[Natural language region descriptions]

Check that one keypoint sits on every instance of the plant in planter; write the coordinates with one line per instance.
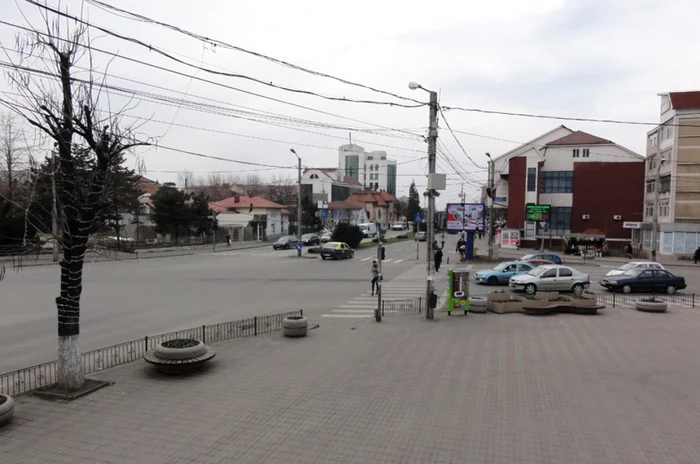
(7, 409)
(179, 355)
(295, 326)
(651, 305)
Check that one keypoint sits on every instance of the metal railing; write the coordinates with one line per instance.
(42, 375)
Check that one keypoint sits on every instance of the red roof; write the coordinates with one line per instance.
(580, 138)
(230, 204)
(685, 100)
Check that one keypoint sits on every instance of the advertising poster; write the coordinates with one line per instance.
(470, 216)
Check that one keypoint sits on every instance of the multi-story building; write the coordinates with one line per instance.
(372, 169)
(592, 184)
(673, 152)
(328, 184)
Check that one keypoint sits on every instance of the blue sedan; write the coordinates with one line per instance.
(501, 274)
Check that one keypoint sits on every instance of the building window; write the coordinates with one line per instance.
(531, 179)
(649, 209)
(556, 182)
(561, 221)
(650, 186)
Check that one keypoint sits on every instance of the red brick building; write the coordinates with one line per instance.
(591, 183)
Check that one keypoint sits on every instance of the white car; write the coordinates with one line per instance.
(552, 278)
(641, 265)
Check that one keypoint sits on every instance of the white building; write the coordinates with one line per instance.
(328, 184)
(372, 169)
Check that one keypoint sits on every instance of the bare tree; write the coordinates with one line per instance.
(14, 154)
(91, 144)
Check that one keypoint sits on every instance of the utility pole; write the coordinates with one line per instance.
(54, 208)
(657, 181)
(492, 212)
(298, 203)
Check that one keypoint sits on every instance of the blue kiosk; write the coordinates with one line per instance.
(468, 218)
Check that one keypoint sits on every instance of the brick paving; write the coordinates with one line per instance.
(622, 387)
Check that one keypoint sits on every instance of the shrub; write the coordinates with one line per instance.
(348, 233)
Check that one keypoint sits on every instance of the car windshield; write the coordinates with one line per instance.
(633, 272)
(500, 267)
(537, 271)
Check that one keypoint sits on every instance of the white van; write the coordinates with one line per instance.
(368, 229)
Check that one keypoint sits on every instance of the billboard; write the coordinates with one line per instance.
(467, 216)
(537, 213)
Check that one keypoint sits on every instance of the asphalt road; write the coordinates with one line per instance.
(127, 300)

EXERCISE AIM: In your copy, please omit the pictures and print every line of the records exactly.

YOUR SOLUTION:
Check that one keypoint sits on every instance of the plant in planter; write the coordinates with one line per instance.
(7, 409)
(179, 355)
(295, 326)
(651, 305)
Check that one keypoint sits on every instance of the metal railing; write the coordinates with one line per instance.
(42, 375)
Check that one keypoint sits on every instance of the red roof; write the coordinates with one line per instance.
(580, 138)
(230, 204)
(685, 100)
Check that one keypoint sits on every instance of the advertising poster; write the coordinates with one line per instance.
(470, 216)
Check that one keypoint sits on every instance of the multi-story building; write the coordinates with one line per instance.
(372, 169)
(592, 184)
(673, 152)
(328, 184)
Check that one keypoint sits on every instance of the blue sedan; write the coordinates with one line per instance.
(501, 274)
Check that one keypoint sits on every instance of the building window; write the coordinates with one line per instance.
(531, 179)
(649, 209)
(556, 182)
(561, 221)
(650, 186)
Check that one keypoint sits on every instance of the red brick building; write the coordinates with one line per instance.
(591, 183)
Check that one keypoint sits on every instance of the white car; write the coordinates with one line per instance.
(552, 278)
(641, 265)
Check that one keypoint sits on every instance of the white building; write the coordinates with one line per instance.
(328, 184)
(372, 169)
Check that one keypoint sits on every instance of the bare tree; write the coordinates with one line per instance.
(14, 154)
(91, 144)
Check that one keypoint sits on every instance of the utility pole; write the coordinates with one line per instance.
(54, 208)
(657, 181)
(492, 212)
(298, 203)
Check that one keypoint sits on every instance of the blue kiosk; write the coordinates with one line per instance.
(468, 218)
Check that one keypoint sits on every instance of the brick paving; write the coordinates with one line per instance.
(622, 387)
Check that one keypoint sits on every instance of the shrub; write the coordinates with one line per instance.
(348, 233)
Check that one keypoint sits on every instance of the car windshield; write the coordinates with one line per instance.
(633, 272)
(500, 267)
(537, 271)
Check that one keypoint sits on every instance of the white van; write the coordinates with one line per instance.
(368, 229)
Check that one keypoint sits on every instance of the billboard; write the coordinates with one line per instance.
(467, 216)
(537, 213)
Check that one keypoint sits on every instance of the asphalt road; write the coordinates with one line per instance.
(127, 300)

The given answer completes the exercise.